*PAGE EXCERPT*
--*--
Natalie Strand: I’m so glad you brought up that commitment against racism funding. It’s something I’m so proud of Mayo Clinic for committing like real money to this real problem. A couple of years ago, I applied for grant funding from this commitment against racism money to make a documentary film, and the film was looking at racism in Mayo Clinic.
Not because Mayo Clinic is a unique place for racism, but, Mayo Clinic being sort of a pinnacle in our field, best hospital in the world, we do have resources aimed towards, diversity, equity, inclusion, belonging, we care about it a lot. So what does it look like? I did it at the Arizona campus where I’m based.
One of the medical students shared, and this was something I never thought about myself, that he was in medical school learning about hypoxia, which is not enough oxygen in the blood. If somebody is not breathing well, or someone has some poisoning, or someone, even in the OR they’re not being oxygenated correctly and they had kind of a blue tinge to the lips and their skin gets very pale, he said, “Well, that’s not how someone like me looks when I get hypoxic.” And he brought it up to the course and the course director had never thought to teach the way hypoxia might present in a Black man versus a White man.
--*--
*DATA TO EXAMINE*

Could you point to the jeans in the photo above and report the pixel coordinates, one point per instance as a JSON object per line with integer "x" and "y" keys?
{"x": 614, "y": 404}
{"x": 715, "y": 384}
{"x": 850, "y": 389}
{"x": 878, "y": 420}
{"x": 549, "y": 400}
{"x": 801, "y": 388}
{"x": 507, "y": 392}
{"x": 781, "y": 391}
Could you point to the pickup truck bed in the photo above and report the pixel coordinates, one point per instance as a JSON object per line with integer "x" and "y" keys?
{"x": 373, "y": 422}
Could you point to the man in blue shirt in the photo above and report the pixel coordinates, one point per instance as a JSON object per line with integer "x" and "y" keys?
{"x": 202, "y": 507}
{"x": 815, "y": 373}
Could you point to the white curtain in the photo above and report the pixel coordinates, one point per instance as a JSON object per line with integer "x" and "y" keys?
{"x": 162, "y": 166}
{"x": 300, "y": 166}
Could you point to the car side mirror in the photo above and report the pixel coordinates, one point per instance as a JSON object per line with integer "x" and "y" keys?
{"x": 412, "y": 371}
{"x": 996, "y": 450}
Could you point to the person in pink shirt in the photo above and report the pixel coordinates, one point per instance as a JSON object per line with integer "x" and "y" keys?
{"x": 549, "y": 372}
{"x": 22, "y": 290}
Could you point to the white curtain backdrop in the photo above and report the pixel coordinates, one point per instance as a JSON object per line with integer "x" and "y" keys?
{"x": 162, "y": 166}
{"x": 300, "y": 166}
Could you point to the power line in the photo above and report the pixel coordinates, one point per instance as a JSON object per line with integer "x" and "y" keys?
--*--
*WHAT YOU NEED TO DO*
- 1) Print the part of the excerpt on the racism documentary starting with "Not because Mayo" and going on through "where I’m based.".
- 2) Answer these questions using the excerpt on the racism documentary.
(a) At which Mayo Clinic campus was the documentary made?
(b) How does the excerpt define hypoxia?
(c) Who had never thought to teach how hypoxia might present in a Black man versus a White man?

*ANSWERS FOR THE TASKS*
- 1)
Not because Mayo Clinic is a unique place for racism, but, Mayo Clinic being sort of a pinnacle in our field, best hospital in the world, we do have resources aimed towards, diversity, equity, inclusion, belonging, we care about it a lot. So what does it look like? I did it at the Arizona campus where I’m based.

- 2)
(a) The Arizona campus.
(b) Not enough oxygen in the blood.
(c) The course director.